### TEXT UNDER STUDY
----------
Kenneth E. Bentsen Jr., president of the Securities Industry and Financial Markets Association, penned a letter to the National Governors Association on Friday imploring them not to order financial service companies closed as part of any statewide "stay-at-home" measures to combat the spread of COVID-19.

"It is imperative that financial services firms and personnel that are critical to maintaining financial market operations and that service institutional and/or retail clients be deemed essential — especially during a time when access to people's savings and investments are so important," Bentsen wrote to the NGA.

The NGA's vice chair, Gov. Andrew Cuomo, has already exempted banks and other financial firms from his order for New Yorkers to stay home as much as possible and nonessential businesses to close, echoing a "shelter-in-place" order made by Gov. Gavin Newsom in California on Thursday.

Governors in several other states, including New Jersey and Illinois, followed suit over the weekend with shutdown directives adhering to SIFMA's pleas for them to recognize financial services firms as essential businesses and "that some financial services workers must be onsite to ensure the functioning of — and customer access to — the financial markets."

Bentsen's letter, which praised the orders in New York and California, noted most players in the financial sector have already implemented work-from-home options in their business continuity plans, but that critical personnel at banks, brokerages and exchanges need to keep working at their offices.

While it has fallen on states to order closures and "shelter-in-place" directives, the U.S. Department of Homeland Security has designated the financial services sector as "critical infrastructure," meaning its disruption would have "a debilitating effect on security, national economic security, national public health and safety, or any combination thereof."

SIFMA says this classification is instructive and further urged state governors to reconsider limitations on mass transportation in major metropolitan areas that could make it difficult for individuals "who open markets every morning and maintain orderly operations" to make it to their offices.

"Any discontinuation of mass transportation would prevent the markets from opening and cause significant harm to the economy and may cause a crisis of public confidence in our financial system," Bentsen said.

The letter came on the same day that SIFMA put out a joint statement with the U.S. Chamber of Commerce and a variety of other Wall Street groups on the importance of keeping U.S. financial markets open and functioning even as the coronavirus spread roils the global economy, strains health care systems and warps daily life.

"Keeping all U.S. financial markets open is essential to the well-being of the general economy and vital to maintaining and bolstering investor confidence, particularly once the economy recovers from effects of this pandemic," the statement said.

The U.S. Securities and Exchange Commission took a similar stance last week when it announced its staff largely transitioned to a "full telework posture" but was working in close coordination with other financial regulators and exchanges to keep financial markets operating.

The regulator took steps over the weekend to ensure that the New York Stock Exchange could close its New York trading floor on Monday and move to full electronic trading for the first time ever. Nasdaq took similar measures last week while closing its options trading floor in Philadelphia.

"The SEC has been in close contact with exchanges and other market participants as they implement business continuity measures in response to COVID-19," said Brett Redfearn, director of the SEC's Trading and Markets Division, in an announcement on Saturday. "The division is prepared to act quickly to facilitate the implementation of these measures to support orderly trading on our nation's securities markets and to help ensure the health and safety of all market participants."
----------
### DATA SHOWN
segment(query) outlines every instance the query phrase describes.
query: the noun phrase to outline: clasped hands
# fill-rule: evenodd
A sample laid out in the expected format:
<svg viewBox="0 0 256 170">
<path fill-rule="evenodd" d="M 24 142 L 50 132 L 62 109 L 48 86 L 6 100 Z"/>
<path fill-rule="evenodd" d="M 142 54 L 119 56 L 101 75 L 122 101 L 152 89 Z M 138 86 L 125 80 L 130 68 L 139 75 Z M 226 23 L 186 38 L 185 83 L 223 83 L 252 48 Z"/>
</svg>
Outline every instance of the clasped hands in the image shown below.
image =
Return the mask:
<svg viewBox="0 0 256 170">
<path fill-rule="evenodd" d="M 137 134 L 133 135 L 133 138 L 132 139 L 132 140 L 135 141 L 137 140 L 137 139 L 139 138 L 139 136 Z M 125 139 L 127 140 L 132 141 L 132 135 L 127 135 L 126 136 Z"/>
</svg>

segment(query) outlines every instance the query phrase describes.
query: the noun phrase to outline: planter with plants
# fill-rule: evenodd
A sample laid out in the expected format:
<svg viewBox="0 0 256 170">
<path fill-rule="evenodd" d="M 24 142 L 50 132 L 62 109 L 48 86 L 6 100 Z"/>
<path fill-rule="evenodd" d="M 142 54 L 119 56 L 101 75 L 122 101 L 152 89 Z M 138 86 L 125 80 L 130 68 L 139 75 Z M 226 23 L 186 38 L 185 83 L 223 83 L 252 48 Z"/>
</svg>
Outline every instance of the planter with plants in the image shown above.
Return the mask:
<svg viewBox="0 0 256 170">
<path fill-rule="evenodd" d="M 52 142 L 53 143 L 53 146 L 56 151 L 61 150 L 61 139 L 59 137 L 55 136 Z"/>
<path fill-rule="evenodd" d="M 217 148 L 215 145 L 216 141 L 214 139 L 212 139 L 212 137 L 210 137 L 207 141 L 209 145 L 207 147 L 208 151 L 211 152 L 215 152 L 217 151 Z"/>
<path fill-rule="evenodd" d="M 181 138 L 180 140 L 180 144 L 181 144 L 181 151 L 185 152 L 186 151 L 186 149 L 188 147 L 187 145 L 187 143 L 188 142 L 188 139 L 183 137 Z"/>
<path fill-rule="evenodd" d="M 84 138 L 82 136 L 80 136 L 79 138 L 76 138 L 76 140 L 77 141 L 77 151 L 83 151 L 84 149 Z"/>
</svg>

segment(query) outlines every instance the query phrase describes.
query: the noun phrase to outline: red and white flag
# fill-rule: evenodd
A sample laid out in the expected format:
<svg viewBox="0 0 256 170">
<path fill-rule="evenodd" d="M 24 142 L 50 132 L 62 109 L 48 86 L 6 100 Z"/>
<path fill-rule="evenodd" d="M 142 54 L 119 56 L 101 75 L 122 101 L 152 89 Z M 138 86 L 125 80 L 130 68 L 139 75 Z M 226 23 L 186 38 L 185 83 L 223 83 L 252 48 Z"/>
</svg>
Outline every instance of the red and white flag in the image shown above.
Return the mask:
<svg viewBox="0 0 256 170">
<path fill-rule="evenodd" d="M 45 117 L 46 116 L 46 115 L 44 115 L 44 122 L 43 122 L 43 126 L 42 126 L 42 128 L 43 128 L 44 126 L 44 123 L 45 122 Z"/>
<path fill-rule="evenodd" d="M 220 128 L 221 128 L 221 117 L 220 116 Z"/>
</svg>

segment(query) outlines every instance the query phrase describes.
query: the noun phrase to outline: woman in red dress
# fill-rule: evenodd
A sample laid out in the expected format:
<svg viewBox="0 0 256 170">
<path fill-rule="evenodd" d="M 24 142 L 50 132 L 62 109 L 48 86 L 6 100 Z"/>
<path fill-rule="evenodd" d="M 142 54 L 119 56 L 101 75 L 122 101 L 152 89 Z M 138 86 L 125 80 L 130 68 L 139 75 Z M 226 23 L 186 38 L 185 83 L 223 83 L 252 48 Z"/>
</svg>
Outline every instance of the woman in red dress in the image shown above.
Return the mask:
----------
### ASSIGNMENT 1
Can you reproduce, word for word, the part of the article on SIFMA's letter to governors that opens with the words containing "Kenneth E. Bentsen" and closes with "spread of COVID-19."?
### ASSIGNMENT 2
Does the article on SIFMA's letter to governors support each statement below? Answer yes or no for each, quoting the deciding words of the article exactly.
(a) Gov. Andrew Cuomo exempted banks and other financial firms from his stay-home order.
(b) The New York Stock Exchange had switched to full electronic trading on earlier occasions.
(c) Nasdaq closed an options trading floor in Philadelphia.

### ANSWER SECTION 1
Kenneth E. Bentsen Jr., president of the Securities Industry and Financial Markets Association, penned a letter to the National Governors Association on Friday imploring them not to order financial service companies closed as part of any statewide "stay-at-home" measures to combat the spread of COVID-19.

### ANSWER SECTION 2
(a) Yes: "Gov. Andrew Cuomo, has already exempted banks and other financial firms from his order for New Yorkers to stay home as much as possible"
(b) No: "move to full electronic trading for the first time ever"
(c) Yes: "Nasdaq took similar measures last week while closing its options trading floor in Philadelphia."